▸ **PASSAGE SHOWN**

□ □ □ □ □ □ □

Mahatma Gandhi would possibly have been amused

Mahatma Gandhi would possibly have been amused

Made in India

Shantanu & Nikhil could become “the Louis Vuitton of India”, it was predicted when the designer brothers held a fashion show in London in the elegant Saatchi Gallery in Chelsea. Since the show was partly to promote khadi, Mahatma Gandhi would possibly have been amused. His image and that of a spinning wheel were the backdrop of the show called, “Independence”. “I am trying to bring patriotic chic,” Shantanu told me. The use of the Gandhi topi as well as chappals for the men was intended to create nostalgia for “India before 1947”, he added.

The show’s London organizer, Samir Ceric, explained the show fits it with the Indian government’s “5f” policy: “Farm to fibre; fibre to fabric; fabric to fashion; and fashion to foreign.” “We decided to produce this show as the first step towards Shantanu and Nikhil entering the London fashion scene in a big way,” said Ceric.

□ □ □ □ □ □ □

▸ **RAW DATA**
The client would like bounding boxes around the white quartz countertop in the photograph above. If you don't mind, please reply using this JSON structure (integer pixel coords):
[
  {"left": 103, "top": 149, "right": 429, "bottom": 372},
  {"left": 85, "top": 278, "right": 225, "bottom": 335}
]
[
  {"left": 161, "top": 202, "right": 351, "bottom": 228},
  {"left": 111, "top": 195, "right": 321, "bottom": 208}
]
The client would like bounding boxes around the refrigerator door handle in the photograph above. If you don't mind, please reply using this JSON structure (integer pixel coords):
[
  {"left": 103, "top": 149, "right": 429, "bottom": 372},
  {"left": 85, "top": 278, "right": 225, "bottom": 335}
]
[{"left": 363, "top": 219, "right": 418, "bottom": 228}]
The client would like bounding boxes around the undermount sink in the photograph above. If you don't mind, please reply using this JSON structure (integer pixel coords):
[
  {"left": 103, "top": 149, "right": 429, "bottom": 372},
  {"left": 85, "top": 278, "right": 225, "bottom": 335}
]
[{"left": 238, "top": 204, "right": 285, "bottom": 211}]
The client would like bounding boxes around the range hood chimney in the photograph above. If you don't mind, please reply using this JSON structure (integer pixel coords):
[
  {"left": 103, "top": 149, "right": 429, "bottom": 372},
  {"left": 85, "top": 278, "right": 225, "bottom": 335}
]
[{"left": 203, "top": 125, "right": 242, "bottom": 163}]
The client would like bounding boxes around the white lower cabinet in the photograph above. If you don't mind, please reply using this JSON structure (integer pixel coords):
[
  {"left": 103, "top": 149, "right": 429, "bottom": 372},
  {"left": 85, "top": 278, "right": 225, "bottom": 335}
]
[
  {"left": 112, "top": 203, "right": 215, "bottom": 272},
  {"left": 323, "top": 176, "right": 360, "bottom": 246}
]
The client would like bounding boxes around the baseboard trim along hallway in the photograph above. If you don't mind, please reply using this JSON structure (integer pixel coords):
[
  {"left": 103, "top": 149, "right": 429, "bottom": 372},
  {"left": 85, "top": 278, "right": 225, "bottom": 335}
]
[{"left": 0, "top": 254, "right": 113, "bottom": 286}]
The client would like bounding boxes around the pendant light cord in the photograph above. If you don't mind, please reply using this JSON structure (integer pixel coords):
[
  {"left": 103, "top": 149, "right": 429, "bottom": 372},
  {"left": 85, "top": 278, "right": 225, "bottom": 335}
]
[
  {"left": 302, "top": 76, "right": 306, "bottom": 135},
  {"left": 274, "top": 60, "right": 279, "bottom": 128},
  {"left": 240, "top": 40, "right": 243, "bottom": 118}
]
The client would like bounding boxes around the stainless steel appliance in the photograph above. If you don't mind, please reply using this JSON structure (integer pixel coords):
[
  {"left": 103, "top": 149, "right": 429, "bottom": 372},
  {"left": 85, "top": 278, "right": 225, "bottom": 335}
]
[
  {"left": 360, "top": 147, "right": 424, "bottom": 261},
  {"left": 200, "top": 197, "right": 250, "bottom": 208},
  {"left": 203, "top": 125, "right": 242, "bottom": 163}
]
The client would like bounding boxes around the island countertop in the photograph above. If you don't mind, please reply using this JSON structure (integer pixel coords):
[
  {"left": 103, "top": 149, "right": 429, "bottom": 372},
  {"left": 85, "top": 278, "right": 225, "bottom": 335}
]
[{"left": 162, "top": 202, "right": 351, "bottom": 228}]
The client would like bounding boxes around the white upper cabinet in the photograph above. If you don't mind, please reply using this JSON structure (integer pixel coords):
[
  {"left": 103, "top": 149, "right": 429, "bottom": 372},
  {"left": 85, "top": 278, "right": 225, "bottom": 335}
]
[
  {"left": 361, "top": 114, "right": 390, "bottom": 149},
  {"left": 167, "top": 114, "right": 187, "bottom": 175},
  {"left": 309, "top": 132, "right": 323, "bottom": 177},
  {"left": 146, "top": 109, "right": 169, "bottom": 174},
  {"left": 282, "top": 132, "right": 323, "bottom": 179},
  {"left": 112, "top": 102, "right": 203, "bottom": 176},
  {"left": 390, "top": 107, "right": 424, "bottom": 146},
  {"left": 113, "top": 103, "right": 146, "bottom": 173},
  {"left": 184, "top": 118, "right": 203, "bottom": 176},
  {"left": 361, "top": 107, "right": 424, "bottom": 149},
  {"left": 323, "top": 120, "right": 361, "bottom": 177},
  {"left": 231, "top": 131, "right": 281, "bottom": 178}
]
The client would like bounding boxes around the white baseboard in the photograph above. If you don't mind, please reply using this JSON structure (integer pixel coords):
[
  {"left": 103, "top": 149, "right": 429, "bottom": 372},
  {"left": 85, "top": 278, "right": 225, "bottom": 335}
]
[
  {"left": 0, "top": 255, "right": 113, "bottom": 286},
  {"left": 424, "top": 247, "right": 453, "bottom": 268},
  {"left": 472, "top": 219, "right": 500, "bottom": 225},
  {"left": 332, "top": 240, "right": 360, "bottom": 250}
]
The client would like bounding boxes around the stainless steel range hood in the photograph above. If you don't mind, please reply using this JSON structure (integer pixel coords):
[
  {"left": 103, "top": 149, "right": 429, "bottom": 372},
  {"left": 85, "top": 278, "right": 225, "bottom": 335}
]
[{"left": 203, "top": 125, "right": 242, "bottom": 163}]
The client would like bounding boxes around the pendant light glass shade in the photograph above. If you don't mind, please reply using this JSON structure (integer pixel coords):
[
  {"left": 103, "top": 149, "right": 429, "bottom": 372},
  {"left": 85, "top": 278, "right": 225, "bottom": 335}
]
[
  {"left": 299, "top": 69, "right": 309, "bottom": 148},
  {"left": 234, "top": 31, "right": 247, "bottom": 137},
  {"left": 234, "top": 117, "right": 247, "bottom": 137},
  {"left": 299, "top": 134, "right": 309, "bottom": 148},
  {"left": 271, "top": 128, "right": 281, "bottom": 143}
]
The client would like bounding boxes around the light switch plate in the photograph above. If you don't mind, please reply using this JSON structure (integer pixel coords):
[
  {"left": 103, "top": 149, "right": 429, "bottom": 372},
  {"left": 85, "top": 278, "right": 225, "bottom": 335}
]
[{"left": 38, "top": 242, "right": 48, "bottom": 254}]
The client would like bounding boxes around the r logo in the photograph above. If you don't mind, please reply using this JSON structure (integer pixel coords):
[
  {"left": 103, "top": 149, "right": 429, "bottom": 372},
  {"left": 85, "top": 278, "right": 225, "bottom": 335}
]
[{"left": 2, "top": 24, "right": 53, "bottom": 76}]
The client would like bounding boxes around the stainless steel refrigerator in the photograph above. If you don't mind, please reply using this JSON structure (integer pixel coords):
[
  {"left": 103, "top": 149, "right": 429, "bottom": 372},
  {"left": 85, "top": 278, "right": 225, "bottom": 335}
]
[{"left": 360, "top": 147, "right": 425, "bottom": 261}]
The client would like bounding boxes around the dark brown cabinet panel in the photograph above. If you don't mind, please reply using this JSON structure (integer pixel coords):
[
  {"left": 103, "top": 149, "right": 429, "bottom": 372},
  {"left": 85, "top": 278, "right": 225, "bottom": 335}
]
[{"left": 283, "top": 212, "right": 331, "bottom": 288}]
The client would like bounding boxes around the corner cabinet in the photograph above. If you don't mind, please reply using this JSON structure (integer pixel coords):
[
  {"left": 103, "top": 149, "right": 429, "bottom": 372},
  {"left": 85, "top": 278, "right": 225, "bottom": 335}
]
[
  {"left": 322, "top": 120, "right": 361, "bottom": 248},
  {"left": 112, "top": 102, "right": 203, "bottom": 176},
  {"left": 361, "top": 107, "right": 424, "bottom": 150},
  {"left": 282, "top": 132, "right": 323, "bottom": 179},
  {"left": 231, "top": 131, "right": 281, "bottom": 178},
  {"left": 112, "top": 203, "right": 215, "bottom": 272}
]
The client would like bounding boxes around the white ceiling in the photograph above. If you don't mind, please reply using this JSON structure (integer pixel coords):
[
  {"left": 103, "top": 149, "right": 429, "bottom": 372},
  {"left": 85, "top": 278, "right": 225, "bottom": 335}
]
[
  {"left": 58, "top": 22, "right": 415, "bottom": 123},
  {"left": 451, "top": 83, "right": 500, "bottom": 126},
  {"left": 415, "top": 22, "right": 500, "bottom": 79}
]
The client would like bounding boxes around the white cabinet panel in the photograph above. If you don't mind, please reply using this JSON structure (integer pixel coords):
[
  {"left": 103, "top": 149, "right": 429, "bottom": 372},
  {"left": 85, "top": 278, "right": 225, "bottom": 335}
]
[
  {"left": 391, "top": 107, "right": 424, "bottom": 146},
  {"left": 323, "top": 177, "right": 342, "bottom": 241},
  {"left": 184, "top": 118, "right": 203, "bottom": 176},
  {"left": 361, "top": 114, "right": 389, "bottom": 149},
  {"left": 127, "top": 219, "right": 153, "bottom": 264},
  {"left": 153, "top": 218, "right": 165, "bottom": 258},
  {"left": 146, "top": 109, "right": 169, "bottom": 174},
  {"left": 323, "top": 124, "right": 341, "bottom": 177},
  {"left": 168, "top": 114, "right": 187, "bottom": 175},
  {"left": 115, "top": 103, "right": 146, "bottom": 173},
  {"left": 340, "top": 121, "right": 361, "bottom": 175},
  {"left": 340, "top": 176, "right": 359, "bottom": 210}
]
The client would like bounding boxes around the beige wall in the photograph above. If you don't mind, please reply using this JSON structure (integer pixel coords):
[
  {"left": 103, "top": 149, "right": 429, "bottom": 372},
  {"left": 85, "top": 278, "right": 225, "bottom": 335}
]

□ □ □ □ □ □ □

▸ **EXPLORE THE MATERIAL**
**1.** In the passage on the Shantanu & Nikhil fashion show, in which London venue was the show held?
**2.** Continue the passage on the Shantanu & Nikhil fashion show in London, starting after its final sentence.

▸ **ANSWERS FOR EACH ITEM**
**1.** The Saatchi Gallery in Chelsea.

**2.**
Bridging the gap

There are book launches galore in the UK — for example, I am hoping to meet Ramachandra Guha, who will be in London next week to promote his book, Gandhi: The Years That Changed the World — 1914-1948, and also the British historian David Gilmour, whose account, The British in India: Three Centuries of Ambition and Experience, is laced with wonderful anecdotes.

But Sundeep Bhutoria, who has come over from Calcutta and is currently touring London, Edinburgh, Birmingham, Oxford and Nottingham, has spotted a gap in the market. He wants to extend his Kalam brand under which he has taken Hindi language authors to 25 cities across India. He thinks he can do the same in Britain in a venture that already has the support of the British Council. He has done pilots in London with three writers — the poet Leeladhar Jagoori, Rajesh Reddy and Neelima Dalmia Adhar, author of Father Dearest: The Life and Times of R.K. Dalmia and The Secret Diary of Kasturba. A fourth Kalam event is planned with the author, Geetashree.

At St Xavier’s in Patna, prefects had dispensation to beat us if they caught anyone speaking Hindi outside the vernacular class. This was to improve our spoken English. Still, we ended up being able to read and write Hindi fluently. Sadly, all that is lost after years in England but Sundeep reassures me it can come back: “Just read a few books in Hindi.”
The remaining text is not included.